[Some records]
— BEGIN —
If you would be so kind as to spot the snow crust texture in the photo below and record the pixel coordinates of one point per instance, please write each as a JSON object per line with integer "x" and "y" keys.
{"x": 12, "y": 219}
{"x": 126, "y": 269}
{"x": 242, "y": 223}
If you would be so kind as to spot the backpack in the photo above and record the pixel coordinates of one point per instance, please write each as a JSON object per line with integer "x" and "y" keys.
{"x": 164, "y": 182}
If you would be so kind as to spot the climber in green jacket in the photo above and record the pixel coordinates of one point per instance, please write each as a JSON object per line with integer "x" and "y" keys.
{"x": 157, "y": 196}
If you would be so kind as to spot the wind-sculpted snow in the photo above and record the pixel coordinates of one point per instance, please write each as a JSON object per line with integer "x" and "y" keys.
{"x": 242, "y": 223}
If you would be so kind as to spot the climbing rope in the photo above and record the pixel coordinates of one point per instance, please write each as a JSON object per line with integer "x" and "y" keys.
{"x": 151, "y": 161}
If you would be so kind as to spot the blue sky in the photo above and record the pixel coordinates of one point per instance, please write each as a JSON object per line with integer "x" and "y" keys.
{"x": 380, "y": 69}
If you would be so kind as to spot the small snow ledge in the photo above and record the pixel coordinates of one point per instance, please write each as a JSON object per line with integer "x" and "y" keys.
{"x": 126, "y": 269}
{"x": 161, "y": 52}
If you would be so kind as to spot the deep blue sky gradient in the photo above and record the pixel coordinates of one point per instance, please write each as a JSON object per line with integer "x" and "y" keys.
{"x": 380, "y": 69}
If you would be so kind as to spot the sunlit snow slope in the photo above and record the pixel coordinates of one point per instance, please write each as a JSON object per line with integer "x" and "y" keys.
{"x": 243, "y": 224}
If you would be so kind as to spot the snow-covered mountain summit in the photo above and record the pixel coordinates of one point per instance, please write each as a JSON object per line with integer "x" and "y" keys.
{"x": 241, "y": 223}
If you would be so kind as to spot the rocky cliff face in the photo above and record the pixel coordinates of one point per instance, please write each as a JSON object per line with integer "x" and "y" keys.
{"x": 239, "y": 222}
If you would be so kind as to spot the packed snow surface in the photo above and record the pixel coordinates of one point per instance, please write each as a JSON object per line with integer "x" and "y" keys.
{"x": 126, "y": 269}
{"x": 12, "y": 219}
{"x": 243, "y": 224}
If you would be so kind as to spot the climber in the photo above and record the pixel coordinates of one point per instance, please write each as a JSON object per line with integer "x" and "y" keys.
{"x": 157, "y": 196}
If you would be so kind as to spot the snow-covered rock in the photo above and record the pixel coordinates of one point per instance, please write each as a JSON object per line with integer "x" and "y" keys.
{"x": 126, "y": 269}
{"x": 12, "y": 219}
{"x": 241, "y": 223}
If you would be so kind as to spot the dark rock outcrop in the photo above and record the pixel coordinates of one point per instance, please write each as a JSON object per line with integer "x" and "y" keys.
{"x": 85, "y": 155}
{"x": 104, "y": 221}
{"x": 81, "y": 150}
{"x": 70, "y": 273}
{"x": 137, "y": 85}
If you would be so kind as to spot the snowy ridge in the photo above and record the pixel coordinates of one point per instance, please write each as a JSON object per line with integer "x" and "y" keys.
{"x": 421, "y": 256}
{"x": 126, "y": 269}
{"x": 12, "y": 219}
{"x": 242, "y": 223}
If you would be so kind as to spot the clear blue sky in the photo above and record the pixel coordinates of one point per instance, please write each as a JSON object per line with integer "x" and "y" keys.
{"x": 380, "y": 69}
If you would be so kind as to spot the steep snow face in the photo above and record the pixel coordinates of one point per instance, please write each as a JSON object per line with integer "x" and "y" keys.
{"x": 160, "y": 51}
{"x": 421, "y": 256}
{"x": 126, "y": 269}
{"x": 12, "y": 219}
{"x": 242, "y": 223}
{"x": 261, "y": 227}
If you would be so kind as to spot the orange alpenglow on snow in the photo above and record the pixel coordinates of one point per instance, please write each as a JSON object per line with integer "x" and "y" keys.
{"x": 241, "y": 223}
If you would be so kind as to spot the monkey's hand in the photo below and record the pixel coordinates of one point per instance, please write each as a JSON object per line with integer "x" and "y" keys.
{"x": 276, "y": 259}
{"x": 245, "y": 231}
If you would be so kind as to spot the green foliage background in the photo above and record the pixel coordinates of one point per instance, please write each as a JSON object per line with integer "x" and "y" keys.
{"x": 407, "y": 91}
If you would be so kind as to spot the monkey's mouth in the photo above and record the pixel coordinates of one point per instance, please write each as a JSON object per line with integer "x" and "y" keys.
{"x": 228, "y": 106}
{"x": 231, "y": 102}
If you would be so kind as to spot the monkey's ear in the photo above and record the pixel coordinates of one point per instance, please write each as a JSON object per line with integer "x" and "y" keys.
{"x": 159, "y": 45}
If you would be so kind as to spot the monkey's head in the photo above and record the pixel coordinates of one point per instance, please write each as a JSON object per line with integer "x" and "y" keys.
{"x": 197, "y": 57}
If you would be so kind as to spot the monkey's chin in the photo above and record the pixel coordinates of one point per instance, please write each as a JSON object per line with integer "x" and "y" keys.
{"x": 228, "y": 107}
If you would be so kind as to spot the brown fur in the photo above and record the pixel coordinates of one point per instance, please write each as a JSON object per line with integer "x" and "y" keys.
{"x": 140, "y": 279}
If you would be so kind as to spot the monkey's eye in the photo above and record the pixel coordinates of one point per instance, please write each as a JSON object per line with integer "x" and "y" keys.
— END —
Copy the material above back out, exactly as written.

If you would be so kind as to spot the snow crust texture in the photo below and record the pixel coordinates of one point per instance, please write each as a JSON object per line with integer "x" and "y" keys.
{"x": 12, "y": 219}
{"x": 126, "y": 269}
{"x": 242, "y": 223}
If you would be so kind as to spot the backpack in the photo above and record the pixel coordinates of one point per instance, please write each as a JSON object per line with integer "x" and "y" keys.
{"x": 164, "y": 182}
If you would be so kind as to spot the climber in green jacket in the photo above and record the pixel coordinates of one point per instance, please write each as a JSON object per line with integer "x" and "y" keys.
{"x": 157, "y": 196}
If you would be so kind as to spot the wind-sculpted snow in the photo above and record the pixel coordinates of one point per instance, please write each as a JSON object per line with integer "x" and "y" keys.
{"x": 242, "y": 223}
If you would be so kind as to spot the climbing rope in the photo above and record the pixel coordinates of one point per instance, please write each as a JSON object per line with integer "x" and "y" keys.
{"x": 151, "y": 161}
If you would be so kind as to spot the blue sky in the photo above and record the pixel coordinates of one point per instance, please write each as a JSON object per line with integer "x" and "y" keys.
{"x": 380, "y": 69}
If you would be so kind as to spot the small snow ledge in the photo above and record the pixel coordinates of one point per instance, please write each as a JSON object per line with integer "x" and "y" keys.
{"x": 126, "y": 269}
{"x": 161, "y": 52}
If you would be so kind as to spot the deep blue sky gradient in the photo above and record the pixel coordinates of one point per instance, please write each as a JSON object per line with integer "x" and "y" keys.
{"x": 380, "y": 69}
If you would be so kind as to spot the sunlit snow slope in the photo above and record the pixel coordinates of one point per instance, please write each as a JSON object per line with integer "x" and "y" keys.
{"x": 243, "y": 224}
If you would be so kind as to spot the snow-covered mountain summit in the photo above and record the pixel coordinates of one point per instance, please write each as a JSON object per line with integer "x" and "y" keys.
{"x": 241, "y": 223}
If you would be so kind as to spot the rocky cliff face in the photo above and record the pixel coordinates of one point per instance, please write each as a JSON object per line with integer "x" and "y" keys.
{"x": 239, "y": 222}
If you would be so kind as to spot the packed snow surface in the photo above and record the pixel coordinates of one point per instance, please write each as a JSON object per line with integer "x" and "y" keys.
{"x": 126, "y": 269}
{"x": 12, "y": 219}
{"x": 243, "y": 224}
If you would be so kind as to spot the climber in the photo above and record the pixel coordinates of one point per instance, please write each as a JSON object per line with integer "x" and "y" keys.
{"x": 157, "y": 196}
If you would be so kind as to spot the snow-covered rock in the photo above and record the pixel coordinates of one point per instance, please write each as a JSON object per line with integer "x" and "y" keys.
{"x": 126, "y": 269}
{"x": 12, "y": 219}
{"x": 241, "y": 223}
If you would be so kind as to spot the dark rock outcrop in the photo above and record the pixel coordinates of one point per instance, please write each as a JSON object per line with integer "x" and "y" keys.
{"x": 85, "y": 155}
{"x": 104, "y": 221}
{"x": 81, "y": 150}
{"x": 70, "y": 273}
{"x": 137, "y": 85}
If you would be so kind as to spot the snowy ridge in the photo above and record the pixel coordinates of one point per instance, please write each as a JSON object per line with integer "x" and "y" keys.
{"x": 421, "y": 256}
{"x": 126, "y": 269}
{"x": 12, "y": 219}
{"x": 242, "y": 223}
If you would be so kind as to spot the clear blue sky in the photo above and record the pixel coordinates of one point per instance, please write each as a JSON object per line with integer "x" and "y" keys.
{"x": 380, "y": 69}
If you would be so kind as to spot the steep snow face in the photo above and record the pixel coordinates of one point per instance, please write each as a JSON object per line with integer "x" and "y" keys.
{"x": 160, "y": 51}
{"x": 421, "y": 256}
{"x": 126, "y": 269}
{"x": 12, "y": 219}
{"x": 242, "y": 223}
{"x": 261, "y": 227}
If you would be so kind as to spot the orange alpenglow on snow in the photo above and record the pixel coordinates of one point per instance, please write each as a JSON object per line with integer "x" and "y" keys.
{"x": 241, "y": 223}
If you would be so kind as to spot the monkey's hand in the photo below and record the pixel coordinates of one point per instance, please write each as a JSON object per line with integer "x" and "y" keys.
{"x": 276, "y": 259}
{"x": 245, "y": 231}
If you would be so kind as to spot the green foliage background in the photo above and record the pixel coordinates of one point per instance, please write each as a JSON object per line with integer "x" and "y" keys.
{"x": 407, "y": 91}
If you would be so kind as to spot the monkey's mouth in the photo above and record the pixel coordinates of one point per instance, please write each as a JSON object per line with integer "x" and "y" keys.
{"x": 228, "y": 106}
{"x": 231, "y": 102}
If you would be so kind as to spot the monkey's ear in the photo above and record the pixel coordinates of one point per instance, please write each as a JSON object per line with integer "x" and "y" keys.
{"x": 159, "y": 45}
If you would be so kind as to spot the monkey's head in the photo above and record the pixel coordinates of one point per instance, please write each as a JSON object per line with integer "x" and "y" keys.
{"x": 197, "y": 57}
If you would be so kind as to spot the monkey's chin in the photo above and record the pixel coordinates of one point per instance, please write each as a JSON object per line with integer "x" and "y" keys.
{"x": 228, "y": 107}
If you would be so kind as to spot the brown fur in the photo above and record the pixel coordinates of one point per instance, please write each as a JSON object per line with integer "x" and "y" keys.
{"x": 140, "y": 279}
If you would be so kind as to spot the monkey's eye in the photo above and record the pixel coordinates of one point per instance, please write each as a JSON object per line with integer "x" and "y" keys.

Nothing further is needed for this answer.